§ **SHORT PROBLEM**:
Transcribe, word for word, the line containing "Task: indicate one point on every instance of the gold" and each line following it through the end of the listing below. Omit all other lines.

§ **RECORDS TO PROCESS**:
* * * * * * *
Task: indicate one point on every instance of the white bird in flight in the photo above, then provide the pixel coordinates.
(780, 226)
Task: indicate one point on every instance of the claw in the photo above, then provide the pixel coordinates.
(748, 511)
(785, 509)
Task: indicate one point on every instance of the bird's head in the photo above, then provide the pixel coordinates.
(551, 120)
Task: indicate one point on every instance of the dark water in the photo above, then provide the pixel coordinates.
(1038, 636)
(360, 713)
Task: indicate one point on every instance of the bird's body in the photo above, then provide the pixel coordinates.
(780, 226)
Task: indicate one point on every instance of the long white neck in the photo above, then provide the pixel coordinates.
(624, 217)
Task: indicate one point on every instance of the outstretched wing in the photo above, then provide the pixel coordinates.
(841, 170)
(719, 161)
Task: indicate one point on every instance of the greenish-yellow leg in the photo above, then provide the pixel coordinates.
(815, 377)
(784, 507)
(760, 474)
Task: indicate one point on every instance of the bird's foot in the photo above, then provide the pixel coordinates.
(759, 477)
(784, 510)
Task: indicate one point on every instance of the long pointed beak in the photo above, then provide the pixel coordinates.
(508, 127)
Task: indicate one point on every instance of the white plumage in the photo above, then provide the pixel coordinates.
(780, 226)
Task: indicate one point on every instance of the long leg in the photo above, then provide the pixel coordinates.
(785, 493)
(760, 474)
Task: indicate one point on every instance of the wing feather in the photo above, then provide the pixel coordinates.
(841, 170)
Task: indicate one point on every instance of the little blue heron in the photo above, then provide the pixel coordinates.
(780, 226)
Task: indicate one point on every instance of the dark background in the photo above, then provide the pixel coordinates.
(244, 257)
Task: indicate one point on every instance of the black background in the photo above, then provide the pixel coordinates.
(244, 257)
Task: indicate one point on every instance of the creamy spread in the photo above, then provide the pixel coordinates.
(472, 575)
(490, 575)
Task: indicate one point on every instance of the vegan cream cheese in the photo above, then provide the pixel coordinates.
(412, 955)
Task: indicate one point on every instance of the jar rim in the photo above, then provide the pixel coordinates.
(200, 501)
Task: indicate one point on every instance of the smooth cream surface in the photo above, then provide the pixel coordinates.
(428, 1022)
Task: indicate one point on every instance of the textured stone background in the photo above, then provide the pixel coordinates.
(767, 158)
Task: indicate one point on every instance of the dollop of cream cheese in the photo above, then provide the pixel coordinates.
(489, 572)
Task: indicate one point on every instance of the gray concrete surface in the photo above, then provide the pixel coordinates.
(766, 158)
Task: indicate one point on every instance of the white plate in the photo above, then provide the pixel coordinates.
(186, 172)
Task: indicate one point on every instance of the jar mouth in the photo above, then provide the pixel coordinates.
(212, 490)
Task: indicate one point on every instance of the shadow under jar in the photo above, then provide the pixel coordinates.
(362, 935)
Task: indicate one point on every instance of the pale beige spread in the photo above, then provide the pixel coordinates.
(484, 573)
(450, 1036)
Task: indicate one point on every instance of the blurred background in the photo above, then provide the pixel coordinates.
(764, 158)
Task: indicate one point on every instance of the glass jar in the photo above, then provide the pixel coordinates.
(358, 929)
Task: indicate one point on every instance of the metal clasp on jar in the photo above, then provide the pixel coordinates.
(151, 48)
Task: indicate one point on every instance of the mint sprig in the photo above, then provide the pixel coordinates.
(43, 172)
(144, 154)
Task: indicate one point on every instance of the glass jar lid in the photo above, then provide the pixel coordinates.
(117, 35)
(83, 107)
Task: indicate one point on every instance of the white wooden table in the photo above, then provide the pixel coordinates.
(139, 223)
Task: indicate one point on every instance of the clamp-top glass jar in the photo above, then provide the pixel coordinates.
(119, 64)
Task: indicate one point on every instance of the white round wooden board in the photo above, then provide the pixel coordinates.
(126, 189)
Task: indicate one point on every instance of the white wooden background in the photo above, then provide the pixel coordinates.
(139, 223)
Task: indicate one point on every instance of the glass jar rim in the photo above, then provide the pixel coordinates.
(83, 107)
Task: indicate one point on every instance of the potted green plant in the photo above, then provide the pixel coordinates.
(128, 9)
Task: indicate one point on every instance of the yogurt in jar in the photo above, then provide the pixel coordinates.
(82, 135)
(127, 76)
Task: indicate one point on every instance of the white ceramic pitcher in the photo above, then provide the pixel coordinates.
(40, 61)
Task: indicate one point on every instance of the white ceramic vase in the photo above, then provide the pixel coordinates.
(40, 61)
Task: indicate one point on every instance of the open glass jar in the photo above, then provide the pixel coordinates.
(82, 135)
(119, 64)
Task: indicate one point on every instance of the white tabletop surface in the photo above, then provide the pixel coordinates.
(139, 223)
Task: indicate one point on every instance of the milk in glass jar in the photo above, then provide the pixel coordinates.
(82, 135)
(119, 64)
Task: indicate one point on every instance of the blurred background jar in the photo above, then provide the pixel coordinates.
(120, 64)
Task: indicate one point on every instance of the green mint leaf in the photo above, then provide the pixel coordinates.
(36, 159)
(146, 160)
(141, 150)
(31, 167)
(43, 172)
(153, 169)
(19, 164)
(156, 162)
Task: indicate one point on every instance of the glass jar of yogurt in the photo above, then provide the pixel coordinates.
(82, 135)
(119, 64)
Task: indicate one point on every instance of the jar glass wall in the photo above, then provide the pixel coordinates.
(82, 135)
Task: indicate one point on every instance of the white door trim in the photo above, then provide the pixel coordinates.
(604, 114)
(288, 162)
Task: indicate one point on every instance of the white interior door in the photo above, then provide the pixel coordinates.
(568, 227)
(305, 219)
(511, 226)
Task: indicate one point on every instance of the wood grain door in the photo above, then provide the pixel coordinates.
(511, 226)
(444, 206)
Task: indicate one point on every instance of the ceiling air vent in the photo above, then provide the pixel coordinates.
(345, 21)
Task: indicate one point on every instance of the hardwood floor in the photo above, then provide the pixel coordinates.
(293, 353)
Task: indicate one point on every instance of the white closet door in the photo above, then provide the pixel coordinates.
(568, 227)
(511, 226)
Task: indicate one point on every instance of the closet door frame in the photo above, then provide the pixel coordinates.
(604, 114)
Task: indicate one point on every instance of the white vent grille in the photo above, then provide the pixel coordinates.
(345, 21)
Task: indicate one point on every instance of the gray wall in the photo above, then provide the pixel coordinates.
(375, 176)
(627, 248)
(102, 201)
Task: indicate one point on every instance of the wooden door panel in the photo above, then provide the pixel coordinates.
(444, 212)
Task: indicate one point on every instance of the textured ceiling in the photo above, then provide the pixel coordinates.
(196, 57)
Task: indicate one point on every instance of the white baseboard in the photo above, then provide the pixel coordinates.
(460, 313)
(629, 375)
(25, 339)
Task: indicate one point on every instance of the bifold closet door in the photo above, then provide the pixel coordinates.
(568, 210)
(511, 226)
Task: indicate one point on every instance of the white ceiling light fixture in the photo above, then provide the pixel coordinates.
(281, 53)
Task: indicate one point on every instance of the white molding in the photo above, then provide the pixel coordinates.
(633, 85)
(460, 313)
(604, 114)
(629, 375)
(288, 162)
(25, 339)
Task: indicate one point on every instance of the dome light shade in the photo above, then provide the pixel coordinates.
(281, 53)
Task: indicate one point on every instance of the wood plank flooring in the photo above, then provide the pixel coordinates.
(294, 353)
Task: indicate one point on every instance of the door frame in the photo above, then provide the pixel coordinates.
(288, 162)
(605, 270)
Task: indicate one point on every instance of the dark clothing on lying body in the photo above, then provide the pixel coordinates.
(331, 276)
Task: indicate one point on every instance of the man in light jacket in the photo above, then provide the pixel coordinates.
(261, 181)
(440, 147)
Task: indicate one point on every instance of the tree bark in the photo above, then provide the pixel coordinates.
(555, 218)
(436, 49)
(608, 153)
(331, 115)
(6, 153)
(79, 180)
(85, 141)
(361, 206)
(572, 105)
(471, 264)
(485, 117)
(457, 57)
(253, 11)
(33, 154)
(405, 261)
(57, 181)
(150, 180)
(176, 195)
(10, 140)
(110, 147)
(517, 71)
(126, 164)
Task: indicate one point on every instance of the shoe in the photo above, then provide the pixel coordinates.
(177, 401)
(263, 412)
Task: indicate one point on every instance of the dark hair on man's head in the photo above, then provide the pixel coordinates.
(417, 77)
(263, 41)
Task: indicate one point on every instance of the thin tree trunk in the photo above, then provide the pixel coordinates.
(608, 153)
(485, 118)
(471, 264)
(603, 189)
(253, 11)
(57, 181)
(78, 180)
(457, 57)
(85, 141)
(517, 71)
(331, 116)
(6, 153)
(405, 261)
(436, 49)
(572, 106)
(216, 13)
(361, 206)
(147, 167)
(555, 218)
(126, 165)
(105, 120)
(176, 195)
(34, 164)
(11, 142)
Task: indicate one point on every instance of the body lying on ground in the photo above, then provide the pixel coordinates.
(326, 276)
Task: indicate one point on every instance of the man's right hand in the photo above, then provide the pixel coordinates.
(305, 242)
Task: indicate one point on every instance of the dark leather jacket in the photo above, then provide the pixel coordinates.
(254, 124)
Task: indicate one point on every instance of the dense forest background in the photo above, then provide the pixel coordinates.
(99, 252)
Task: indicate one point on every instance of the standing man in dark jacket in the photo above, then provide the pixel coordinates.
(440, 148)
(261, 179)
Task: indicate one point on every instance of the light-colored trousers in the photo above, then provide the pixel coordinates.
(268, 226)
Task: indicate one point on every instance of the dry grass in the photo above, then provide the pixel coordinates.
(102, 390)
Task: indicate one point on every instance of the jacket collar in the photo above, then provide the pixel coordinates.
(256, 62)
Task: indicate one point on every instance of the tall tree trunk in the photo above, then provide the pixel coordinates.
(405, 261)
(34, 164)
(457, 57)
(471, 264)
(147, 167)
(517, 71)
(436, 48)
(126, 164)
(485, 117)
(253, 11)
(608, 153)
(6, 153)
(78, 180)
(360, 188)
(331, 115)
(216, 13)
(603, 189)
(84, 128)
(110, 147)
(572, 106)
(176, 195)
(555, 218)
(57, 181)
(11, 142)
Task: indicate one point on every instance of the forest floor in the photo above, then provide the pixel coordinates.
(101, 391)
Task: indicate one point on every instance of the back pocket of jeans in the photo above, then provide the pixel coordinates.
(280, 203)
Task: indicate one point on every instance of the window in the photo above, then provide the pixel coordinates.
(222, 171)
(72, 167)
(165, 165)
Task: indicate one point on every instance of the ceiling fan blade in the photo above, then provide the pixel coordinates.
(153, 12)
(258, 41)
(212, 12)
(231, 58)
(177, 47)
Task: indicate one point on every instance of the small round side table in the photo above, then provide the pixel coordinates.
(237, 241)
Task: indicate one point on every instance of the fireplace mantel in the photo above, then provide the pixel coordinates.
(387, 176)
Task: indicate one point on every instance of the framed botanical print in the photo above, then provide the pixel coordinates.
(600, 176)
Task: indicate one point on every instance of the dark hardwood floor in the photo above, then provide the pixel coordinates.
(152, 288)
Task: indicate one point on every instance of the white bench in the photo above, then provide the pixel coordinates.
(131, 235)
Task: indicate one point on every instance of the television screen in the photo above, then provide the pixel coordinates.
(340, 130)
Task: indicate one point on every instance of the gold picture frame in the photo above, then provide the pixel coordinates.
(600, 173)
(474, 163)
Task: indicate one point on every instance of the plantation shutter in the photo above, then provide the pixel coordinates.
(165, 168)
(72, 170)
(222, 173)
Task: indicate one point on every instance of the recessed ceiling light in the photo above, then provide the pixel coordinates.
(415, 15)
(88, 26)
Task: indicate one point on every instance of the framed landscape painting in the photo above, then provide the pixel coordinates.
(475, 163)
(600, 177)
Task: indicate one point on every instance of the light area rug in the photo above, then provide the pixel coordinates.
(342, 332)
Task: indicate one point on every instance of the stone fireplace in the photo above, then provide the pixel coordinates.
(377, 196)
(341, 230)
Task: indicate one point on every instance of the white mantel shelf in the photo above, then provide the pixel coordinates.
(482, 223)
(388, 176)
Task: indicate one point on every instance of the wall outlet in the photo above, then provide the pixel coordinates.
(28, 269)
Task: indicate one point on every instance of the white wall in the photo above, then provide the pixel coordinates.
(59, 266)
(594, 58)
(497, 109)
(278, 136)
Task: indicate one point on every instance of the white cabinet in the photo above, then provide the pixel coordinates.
* * * * * * *
§ **EXPECTED ANSWER**:
Task: indicate one point on every instance of the gold picture frame in the photo above, then provide the pixel coordinates.
(600, 173)
(474, 163)
Task: indicate one point on every instance of the plantation shutter in the photo above, then provide the pixel coordinates.
(165, 168)
(72, 170)
(222, 173)
Task: indicate one point on every instance of the recessed ceiling light in the photo above, then provide the pixel coordinates.
(415, 15)
(88, 26)
Task: indicate one point on every instance of the framed landscape painting in the photo above, then provide the pixel coordinates.
(475, 163)
(600, 177)
Task: indicate one point on every instance of the light area rug in the photo above, then provide the pixel coordinates.
(342, 332)
Task: indicate one point on every instance of the stone fireplace in the photo above, then provide the pixel coordinates.
(377, 196)
(341, 230)
Task: indicate one point on every instance of the white mantel shelf in the photo above, then provide the pixel coordinates.
(482, 223)
(388, 176)
Task: indicate one point on every instance of the wall outlet in the photo above, then provide the pixel coordinates.
(28, 269)
Task: indicate one point on every instance of the white wall in the photo above, then provide the pixel coordinates.
(59, 266)
(594, 58)
(497, 109)
(278, 136)
Task: indicate one point on every instance of the white cabinet in the photo above, then provide the pixel coordinates.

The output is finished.